Every entry should appear in your answer exactly as it does here.

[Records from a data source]
=======

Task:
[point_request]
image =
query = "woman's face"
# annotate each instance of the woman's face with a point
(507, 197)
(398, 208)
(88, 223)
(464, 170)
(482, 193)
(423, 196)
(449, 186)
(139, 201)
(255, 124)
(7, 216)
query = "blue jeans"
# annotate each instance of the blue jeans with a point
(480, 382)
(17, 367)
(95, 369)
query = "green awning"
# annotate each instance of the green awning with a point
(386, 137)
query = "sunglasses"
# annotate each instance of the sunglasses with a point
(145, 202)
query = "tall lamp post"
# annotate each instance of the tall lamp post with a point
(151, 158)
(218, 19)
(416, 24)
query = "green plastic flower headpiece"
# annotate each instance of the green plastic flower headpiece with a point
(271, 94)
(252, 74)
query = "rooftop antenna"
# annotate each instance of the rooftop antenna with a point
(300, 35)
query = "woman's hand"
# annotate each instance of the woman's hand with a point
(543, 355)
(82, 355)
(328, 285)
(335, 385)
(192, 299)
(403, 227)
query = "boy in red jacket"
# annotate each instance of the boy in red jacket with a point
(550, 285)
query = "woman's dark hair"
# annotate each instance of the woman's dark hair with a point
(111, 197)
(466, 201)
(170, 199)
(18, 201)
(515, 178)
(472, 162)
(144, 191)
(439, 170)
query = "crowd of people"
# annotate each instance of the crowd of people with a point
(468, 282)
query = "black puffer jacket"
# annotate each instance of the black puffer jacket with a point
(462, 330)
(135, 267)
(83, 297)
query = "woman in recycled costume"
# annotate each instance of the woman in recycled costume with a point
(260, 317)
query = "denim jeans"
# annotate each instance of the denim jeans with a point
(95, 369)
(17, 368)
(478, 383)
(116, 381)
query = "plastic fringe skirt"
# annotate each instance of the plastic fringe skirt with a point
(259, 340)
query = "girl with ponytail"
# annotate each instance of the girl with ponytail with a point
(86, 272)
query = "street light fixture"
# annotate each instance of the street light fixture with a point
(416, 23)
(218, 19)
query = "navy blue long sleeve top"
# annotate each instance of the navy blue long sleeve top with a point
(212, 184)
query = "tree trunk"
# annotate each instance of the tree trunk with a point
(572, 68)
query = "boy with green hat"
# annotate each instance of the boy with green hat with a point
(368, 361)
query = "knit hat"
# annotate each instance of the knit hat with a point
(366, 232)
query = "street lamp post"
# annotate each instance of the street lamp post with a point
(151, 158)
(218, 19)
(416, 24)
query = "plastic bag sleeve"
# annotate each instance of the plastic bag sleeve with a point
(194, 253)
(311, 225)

=======

• _THE COMPLETED TASK_:
Task:
[point_request]
image =
query = "woman's face"
# annotate each instance of the woman's face with a point
(507, 197)
(398, 208)
(88, 223)
(464, 170)
(482, 193)
(423, 196)
(449, 186)
(139, 201)
(255, 124)
(7, 216)
query = "blue jeans"
# annotate each instance of the blue jeans with a point
(480, 382)
(17, 367)
(95, 369)
query = "green awning"
# annotate each instance of the green awning with a point
(386, 137)
query = "sunglasses"
# annotate each instance of the sunglasses with a point
(145, 202)
query = "tall lamp post"
# annotate each instance of the tall lamp post with a point
(151, 158)
(218, 19)
(416, 24)
query = "green plastic flower headpiece"
# annotate each instance of the green plastic flower headpiece with a point
(271, 94)
(252, 74)
query = "rooftop antenna"
# annotate each instance of the rooftop antenna with a point
(300, 35)
query = "woman's hand"
# annotate each instance of the woman's hand with a point
(543, 355)
(82, 355)
(328, 285)
(335, 385)
(192, 299)
(403, 227)
query = "boy in red jacket"
# annotate each instance of the boy in red jacket with a point
(550, 285)
query = "woman's dark hair"
# annotate each instance of the woman's dark hair with a point
(111, 197)
(466, 201)
(170, 199)
(18, 201)
(515, 178)
(472, 162)
(144, 191)
(439, 170)
query = "crowd of people"
# annotate each instance of the crowd of people with a point
(468, 282)
query = "black puffer jacket"
# annotate each instance of the black puffer jacket with a point
(462, 330)
(135, 267)
(83, 297)
query = "woman in recycled costume"
# annotate each instance of the woman in recycled costume with a point
(260, 317)
query = "denim jeans"
# annotate each instance of the denim jeans with a point
(95, 369)
(17, 368)
(478, 383)
(116, 381)
query = "plastic fringe skirt"
# annotate each instance of the plastic fringe skirt with a point
(259, 340)
query = "girl with ponytail"
# annotate each instance of the girl with ponytail with a point
(86, 272)
query = "street light fixture"
# annotate each instance of the street light fixture with a point
(416, 23)
(218, 19)
query = "navy blue long sleeve top"
# annotate each instance of the navy blue long sleeve top with a point
(212, 184)
query = "tree trunk"
# annotate each instance of the tree trunk with a point
(572, 68)
query = "boy with green hat"
# annotate each instance of the boy with green hat with a point
(368, 361)
query = "knit hat"
# annotate each instance of the knit hat with a point
(366, 232)
query = "street lamp post"
# annotate each instance of the street lamp post with a point
(151, 158)
(218, 19)
(416, 24)
query = "plastic bag sleeve"
# annotate each instance of the plastic bag sleeve with a point
(194, 253)
(311, 225)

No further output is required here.